**Task to complete**
Convert every line of the records below into a JSON list of strings, one string per line, skipping any blank lines.

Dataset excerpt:
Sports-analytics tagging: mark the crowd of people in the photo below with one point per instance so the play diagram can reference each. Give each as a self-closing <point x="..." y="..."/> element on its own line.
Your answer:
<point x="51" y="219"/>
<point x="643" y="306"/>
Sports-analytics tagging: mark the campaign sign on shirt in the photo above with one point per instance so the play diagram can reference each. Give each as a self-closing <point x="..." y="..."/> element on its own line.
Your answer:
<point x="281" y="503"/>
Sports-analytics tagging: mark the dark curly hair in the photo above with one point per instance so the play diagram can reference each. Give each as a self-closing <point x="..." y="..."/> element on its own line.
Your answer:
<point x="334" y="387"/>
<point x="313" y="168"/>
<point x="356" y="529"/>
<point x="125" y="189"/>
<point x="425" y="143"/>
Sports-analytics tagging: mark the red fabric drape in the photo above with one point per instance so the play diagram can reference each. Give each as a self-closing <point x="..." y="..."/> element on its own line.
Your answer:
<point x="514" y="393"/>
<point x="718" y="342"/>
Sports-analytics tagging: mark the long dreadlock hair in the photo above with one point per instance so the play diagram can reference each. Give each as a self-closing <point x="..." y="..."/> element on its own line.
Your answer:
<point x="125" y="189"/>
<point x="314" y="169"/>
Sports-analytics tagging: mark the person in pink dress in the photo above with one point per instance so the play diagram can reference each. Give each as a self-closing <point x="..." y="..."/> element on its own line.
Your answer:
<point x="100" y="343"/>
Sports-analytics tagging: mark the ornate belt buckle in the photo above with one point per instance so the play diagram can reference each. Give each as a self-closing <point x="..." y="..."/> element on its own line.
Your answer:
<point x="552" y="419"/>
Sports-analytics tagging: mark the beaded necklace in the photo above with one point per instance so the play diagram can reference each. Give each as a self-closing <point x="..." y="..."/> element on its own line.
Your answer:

**Complete answer**
[
  "Sports-analytics tagging: mark the crowd of people in the photo below with one point per instance so the play diagram can reference each. Give each as a self-closing <point x=\"...\" y=\"...\"/> element on its own line.",
  "Your answer:",
  "<point x=\"51\" y=\"219\"/>",
  "<point x=\"643\" y=\"306\"/>",
  "Sports-analytics tagging: mark the campaign sign on shirt in the photo above with one point per instance so the play diagram can reference each. Give each as a self-closing <point x=\"...\" y=\"...\"/> element on its own line.",
  "Your answer:",
  "<point x=\"281\" y=\"503\"/>",
  "Sports-analytics tagging: mark the dark curly hair in the photo above with one point per instance so the play diagram can reference each. Give each as a self-closing <point x=\"...\" y=\"...\"/> element on its own line.",
  "Your answer:",
  "<point x=\"334\" y=\"387\"/>",
  "<point x=\"313\" y=\"168\"/>",
  "<point x=\"356\" y=\"529\"/>",
  "<point x=\"125\" y=\"189\"/>",
  "<point x=\"425\" y=\"143\"/>",
  "Sports-analytics tagging: mark the red fabric drape in the photo above with one point per instance so the play diagram can reference each. Give each as a self-closing <point x=\"...\" y=\"...\"/> element on its own line.",
  "Your answer:",
  "<point x=\"514\" y=\"393\"/>",
  "<point x=\"718\" y=\"342\"/>",
  "Sports-analytics tagging: mark the long dreadlock hair in the photo above with one point per instance so the play diagram can reference each. Give each as a self-closing <point x=\"...\" y=\"...\"/> element on its own line.",
  "Your answer:",
  "<point x=\"125\" y=\"189\"/>",
  "<point x=\"314\" y=\"169\"/>",
  "Sports-analytics tagging: mark the person in pink dress in the photo above with one point per instance so the play diagram can reference each. Give each as a self-closing <point x=\"...\" y=\"...\"/> element on its own line.",
  "Your answer:",
  "<point x=\"100\" y=\"343\"/>",
  "Sports-analytics tagging: mark the ornate belt buckle in the photo above with one point per instance so the play diagram can reference each. Give each as a self-closing <point x=\"...\" y=\"...\"/> element on its own line.",
  "Your answer:",
  "<point x=\"552\" y=\"419\"/>",
  "Sports-analytics tagging: mark the beaded necklace in the photo above with one point per instance so the play diagram can reference each. Give each as a self-closing <point x=\"...\" y=\"...\"/> element on its own line.",
  "Your answer:"
]